Copy the records exactly, leaving out every picture.

[DATASET CONTENT Boundary: Start]

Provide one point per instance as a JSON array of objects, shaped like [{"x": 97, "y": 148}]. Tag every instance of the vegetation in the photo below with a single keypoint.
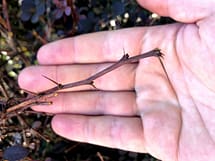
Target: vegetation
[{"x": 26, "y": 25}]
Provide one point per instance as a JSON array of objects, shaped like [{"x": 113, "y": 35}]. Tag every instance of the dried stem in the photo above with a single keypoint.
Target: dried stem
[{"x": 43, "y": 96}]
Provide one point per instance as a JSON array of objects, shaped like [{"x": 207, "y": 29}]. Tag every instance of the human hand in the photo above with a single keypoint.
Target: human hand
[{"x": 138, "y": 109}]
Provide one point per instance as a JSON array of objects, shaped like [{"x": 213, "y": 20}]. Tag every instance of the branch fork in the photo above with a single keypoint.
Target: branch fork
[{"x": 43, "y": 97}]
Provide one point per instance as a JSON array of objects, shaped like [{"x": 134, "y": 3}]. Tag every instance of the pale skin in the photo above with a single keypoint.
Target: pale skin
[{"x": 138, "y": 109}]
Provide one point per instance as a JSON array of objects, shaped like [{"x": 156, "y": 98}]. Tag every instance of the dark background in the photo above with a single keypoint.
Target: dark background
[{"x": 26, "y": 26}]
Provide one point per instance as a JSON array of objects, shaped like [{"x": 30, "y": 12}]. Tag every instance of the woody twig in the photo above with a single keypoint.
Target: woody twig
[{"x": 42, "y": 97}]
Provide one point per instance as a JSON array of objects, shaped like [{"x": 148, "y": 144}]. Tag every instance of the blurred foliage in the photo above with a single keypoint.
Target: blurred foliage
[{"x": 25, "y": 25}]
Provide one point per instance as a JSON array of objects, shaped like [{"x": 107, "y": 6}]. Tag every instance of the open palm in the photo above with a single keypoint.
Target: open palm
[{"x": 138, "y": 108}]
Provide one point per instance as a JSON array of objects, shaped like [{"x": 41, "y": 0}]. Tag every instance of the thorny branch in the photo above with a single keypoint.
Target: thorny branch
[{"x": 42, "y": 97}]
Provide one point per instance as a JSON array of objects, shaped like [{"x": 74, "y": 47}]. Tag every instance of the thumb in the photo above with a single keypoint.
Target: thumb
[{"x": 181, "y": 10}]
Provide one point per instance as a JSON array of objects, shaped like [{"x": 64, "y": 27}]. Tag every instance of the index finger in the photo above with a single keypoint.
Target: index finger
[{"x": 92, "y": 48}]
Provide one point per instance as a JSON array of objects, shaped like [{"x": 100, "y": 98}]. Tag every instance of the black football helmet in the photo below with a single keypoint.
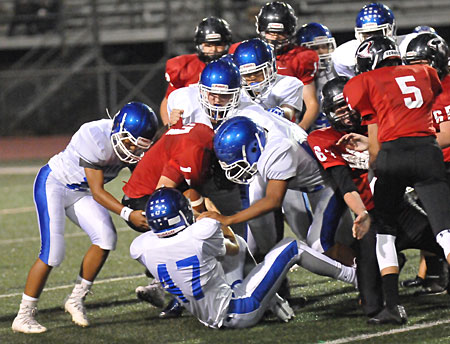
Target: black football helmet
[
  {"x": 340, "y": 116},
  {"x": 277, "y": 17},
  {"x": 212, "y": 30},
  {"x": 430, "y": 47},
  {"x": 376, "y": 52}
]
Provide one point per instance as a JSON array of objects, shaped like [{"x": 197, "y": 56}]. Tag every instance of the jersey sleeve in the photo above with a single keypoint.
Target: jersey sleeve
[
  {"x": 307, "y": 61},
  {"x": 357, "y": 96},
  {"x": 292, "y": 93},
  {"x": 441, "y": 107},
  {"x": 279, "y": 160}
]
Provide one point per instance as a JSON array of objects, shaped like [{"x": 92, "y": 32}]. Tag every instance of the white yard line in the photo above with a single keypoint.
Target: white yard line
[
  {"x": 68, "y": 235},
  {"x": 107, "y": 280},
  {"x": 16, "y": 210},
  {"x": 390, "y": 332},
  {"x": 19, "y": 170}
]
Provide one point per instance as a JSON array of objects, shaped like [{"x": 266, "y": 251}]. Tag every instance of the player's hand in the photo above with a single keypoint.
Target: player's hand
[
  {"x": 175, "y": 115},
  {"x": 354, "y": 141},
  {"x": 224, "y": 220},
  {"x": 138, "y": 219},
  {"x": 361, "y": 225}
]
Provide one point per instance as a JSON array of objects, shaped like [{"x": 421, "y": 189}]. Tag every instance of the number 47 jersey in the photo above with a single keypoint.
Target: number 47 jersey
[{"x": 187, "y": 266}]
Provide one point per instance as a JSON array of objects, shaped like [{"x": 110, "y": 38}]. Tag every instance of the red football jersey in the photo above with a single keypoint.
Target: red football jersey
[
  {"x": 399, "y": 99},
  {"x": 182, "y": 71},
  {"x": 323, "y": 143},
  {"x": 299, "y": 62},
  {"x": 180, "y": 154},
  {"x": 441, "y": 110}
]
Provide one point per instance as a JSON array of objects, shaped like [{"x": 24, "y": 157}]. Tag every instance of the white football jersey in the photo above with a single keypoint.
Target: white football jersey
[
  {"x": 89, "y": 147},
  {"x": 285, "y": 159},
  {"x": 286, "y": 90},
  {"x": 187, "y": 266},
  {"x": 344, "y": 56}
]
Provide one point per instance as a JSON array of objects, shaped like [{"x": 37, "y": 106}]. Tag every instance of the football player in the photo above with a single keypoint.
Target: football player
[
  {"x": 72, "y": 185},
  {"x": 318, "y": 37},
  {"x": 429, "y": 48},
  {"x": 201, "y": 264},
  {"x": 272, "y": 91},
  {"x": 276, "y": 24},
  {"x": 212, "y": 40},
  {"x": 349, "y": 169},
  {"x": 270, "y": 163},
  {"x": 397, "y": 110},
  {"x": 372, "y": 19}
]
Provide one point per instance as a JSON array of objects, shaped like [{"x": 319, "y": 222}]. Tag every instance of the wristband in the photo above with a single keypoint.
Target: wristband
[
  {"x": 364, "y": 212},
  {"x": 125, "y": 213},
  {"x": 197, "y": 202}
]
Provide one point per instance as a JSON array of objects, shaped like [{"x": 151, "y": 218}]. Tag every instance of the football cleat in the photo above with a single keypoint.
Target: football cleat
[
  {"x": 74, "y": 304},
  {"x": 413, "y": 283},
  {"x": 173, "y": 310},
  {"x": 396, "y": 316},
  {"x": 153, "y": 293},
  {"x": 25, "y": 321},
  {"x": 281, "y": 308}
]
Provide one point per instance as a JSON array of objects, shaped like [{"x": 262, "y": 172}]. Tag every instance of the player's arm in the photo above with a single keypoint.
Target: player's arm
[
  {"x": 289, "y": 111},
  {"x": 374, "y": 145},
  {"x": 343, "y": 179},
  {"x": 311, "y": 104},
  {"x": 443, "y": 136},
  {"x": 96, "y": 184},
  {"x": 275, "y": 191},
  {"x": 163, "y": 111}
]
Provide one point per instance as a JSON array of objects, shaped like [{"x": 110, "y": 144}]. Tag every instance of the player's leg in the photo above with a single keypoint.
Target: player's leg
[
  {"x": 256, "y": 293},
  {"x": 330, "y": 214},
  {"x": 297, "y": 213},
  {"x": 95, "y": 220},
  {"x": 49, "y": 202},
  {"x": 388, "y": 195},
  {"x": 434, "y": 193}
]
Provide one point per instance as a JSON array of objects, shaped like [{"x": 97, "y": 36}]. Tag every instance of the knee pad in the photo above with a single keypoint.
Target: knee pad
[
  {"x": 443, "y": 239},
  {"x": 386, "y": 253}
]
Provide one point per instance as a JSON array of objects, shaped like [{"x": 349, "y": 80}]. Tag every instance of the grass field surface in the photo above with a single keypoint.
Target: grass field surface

[DATASET CONTENT Boundary: End]

**TASK SOLUTION:**
Provide one point per instance as a JSON array of objects, shaped like [{"x": 97, "y": 148}]. Tag every instance of the vegetation in the photo below with a single keypoint.
Target: vegetation
[{"x": 26, "y": 25}]
Provide one point per instance as a JSON array of objects, shaped like [{"x": 113, "y": 35}]. Tag every instance of the dried stem in the photo above with a single keypoint.
Target: dried stem
[{"x": 43, "y": 96}]
Provide one point per instance as a JSON array of objects, shaped like [{"x": 207, "y": 29}]. Tag every instance of the human hand in the photo above with a single keypoint.
Target: human hand
[{"x": 138, "y": 109}]
Provide one point per instance as a JSON array of objects, shaped like [{"x": 213, "y": 20}]. Tag every instance of the branch fork in the photo above with a single keypoint.
Target: branch fork
[{"x": 43, "y": 97}]
Provide one point per instance as a JSON array of objects, shaped like [{"x": 134, "y": 3}]. Tag every instance of the pale skin in the photo above with a single keypoint.
Target: pale skin
[{"x": 138, "y": 109}]
Provide one point per instance as a JSON array of objects, shaped like [{"x": 156, "y": 98}]. Tag every instance of the dark background in the photo above with a single keypoint.
Target: dark background
[{"x": 26, "y": 26}]
Provide one point per instance as a JSON array of objects, shaped like [{"x": 30, "y": 12}]. Tag every instance of the woody twig in the photo above with a single keypoint.
Target: woody twig
[{"x": 42, "y": 97}]
Provide one point per instance as a JSON array of objects, shaped like [{"x": 148, "y": 144}]. Tag every instance of the blurred foliage in the photo above with a single keypoint.
Target: blurred foliage
[{"x": 25, "y": 25}]
Provide one point per instance as a JSON array of objects, shaped like [{"x": 107, "y": 6}]. Tag every instance of the open palm in the photo above with a single keypoint.
Target: open palm
[{"x": 138, "y": 108}]
Provide one point per instance as a JSON array of objects, shaped like [{"x": 41, "y": 0}]. Tag every instance of the thorny branch in the photo above with a single keypoint.
Target: thorny branch
[{"x": 42, "y": 97}]
Provide one point per instance as a JSON array of objects, shaped like [{"x": 74, "y": 47}]. Tag every instance of the thumb in the photo above with a single keypoint.
Target: thumb
[{"x": 181, "y": 10}]
Provide one point per instance as a JSON array of objects, shaped like [{"x": 64, "y": 27}]. Tag every instance of the index finger in the photo above with a single keypoint.
Target: index finger
[{"x": 92, "y": 48}]
Provide one point per instance as a JSON array of objects, shaped like [{"x": 100, "y": 98}]. Tag every instance of the black football helmet in the photo below with a single keypoint.
Target: black football helmet
[
  {"x": 340, "y": 116},
  {"x": 277, "y": 17},
  {"x": 212, "y": 30},
  {"x": 430, "y": 47},
  {"x": 376, "y": 52}
]
Provide one point per instance as a JSON array of objects, shaped like [{"x": 197, "y": 56}]. Tag every instance of the jersey sleeve in the photo above with a single keypoint.
Target: jersey sleeve
[
  {"x": 307, "y": 61},
  {"x": 357, "y": 96},
  {"x": 292, "y": 93},
  {"x": 441, "y": 107},
  {"x": 279, "y": 160}
]
Provide one point per instance as a JSON array of objects, shaped like [{"x": 92, "y": 32}]. Tag every instance of the white yard line in the photo above with a single keypoint.
Target: white yard line
[
  {"x": 68, "y": 235},
  {"x": 107, "y": 280},
  {"x": 16, "y": 210},
  {"x": 390, "y": 332},
  {"x": 19, "y": 170}
]
Provide one point per instance as a JSON array of objects, shaped like [{"x": 266, "y": 251}]. Tag every instance of the player's hand in the photo above with a single keypoint.
Target: player's hand
[
  {"x": 175, "y": 115},
  {"x": 354, "y": 141},
  {"x": 224, "y": 220},
  {"x": 138, "y": 219},
  {"x": 361, "y": 225}
]
Provide one point per instance as a JSON array of objects, shaped like [{"x": 421, "y": 189}]. Tag every instance of the number 47 jersey in the photo above with a single keypoint.
Target: number 47 jersey
[{"x": 187, "y": 266}]
Provide one point per instance as a JSON array of objects, shaped like [{"x": 110, "y": 38}]. Tag every instance of the red football jersey in the photo above with a single keypoint.
Target: red football jersey
[
  {"x": 399, "y": 99},
  {"x": 182, "y": 71},
  {"x": 323, "y": 143},
  {"x": 299, "y": 62},
  {"x": 180, "y": 154},
  {"x": 441, "y": 110}
]
Provide one point per instance as a JSON array of objects, shaped like [{"x": 24, "y": 157}]. Tag every instance of the white football jersey in the photo above with a single keypoint.
Target: white football jersey
[
  {"x": 89, "y": 147},
  {"x": 285, "y": 159},
  {"x": 286, "y": 90},
  {"x": 187, "y": 266},
  {"x": 344, "y": 56}
]
Provide one point per instance as a JSON array of objects, shaped like [{"x": 37, "y": 106}]. Tag every instance of the football player in the photo above with a single keypoint.
Target: football player
[
  {"x": 72, "y": 185},
  {"x": 318, "y": 37},
  {"x": 429, "y": 48},
  {"x": 201, "y": 264},
  {"x": 272, "y": 91},
  {"x": 276, "y": 24},
  {"x": 212, "y": 40},
  {"x": 349, "y": 169},
  {"x": 270, "y": 163},
  {"x": 397, "y": 110},
  {"x": 372, "y": 19}
]
Provide one point per instance as a JSON array of objects, shaped like [{"x": 319, "y": 222}]. Tag every instance of the wristband in the photo above with a single keypoint.
Target: wristband
[
  {"x": 364, "y": 212},
  {"x": 125, "y": 213},
  {"x": 197, "y": 202}
]
Provide one point per instance as a JSON array of objects, shaped like [{"x": 151, "y": 218}]. Tag every instance of the football cleat in the photo above with a single keypoint.
Target: football cleat
[
  {"x": 74, "y": 304},
  {"x": 413, "y": 283},
  {"x": 173, "y": 310},
  {"x": 396, "y": 316},
  {"x": 153, "y": 293},
  {"x": 25, "y": 321},
  {"x": 281, "y": 308}
]
Provide one point per instance as a JSON array of objects, shaped like [{"x": 262, "y": 172}]. Tag every instance of the player's arm in the photo above with a single keypoint.
Target: player's arm
[
  {"x": 289, "y": 111},
  {"x": 374, "y": 145},
  {"x": 343, "y": 179},
  {"x": 311, "y": 104},
  {"x": 443, "y": 136},
  {"x": 96, "y": 184},
  {"x": 275, "y": 191},
  {"x": 163, "y": 111}
]
Provide one point per instance as a JSON array of objects, shaped like [{"x": 110, "y": 144}]. Tag every instance of the player's leg in the photo above with a single keypoint.
Target: player's leg
[
  {"x": 256, "y": 293},
  {"x": 330, "y": 214},
  {"x": 297, "y": 213},
  {"x": 95, "y": 220},
  {"x": 49, "y": 202},
  {"x": 388, "y": 195},
  {"x": 434, "y": 193}
]
Provide one point per instance as a JSON array of objects, shaped like [{"x": 97, "y": 36}]. Tag every instance of the knee pad in the photo above with a single keypoint.
Target: knee pad
[
  {"x": 443, "y": 239},
  {"x": 386, "y": 253}
]
Provide one point per instance as a JSON array of objects, shaped like [{"x": 349, "y": 80}]. Tag every instance of the grass field surface in the photo above with a single keypoint.
Target: grass field surface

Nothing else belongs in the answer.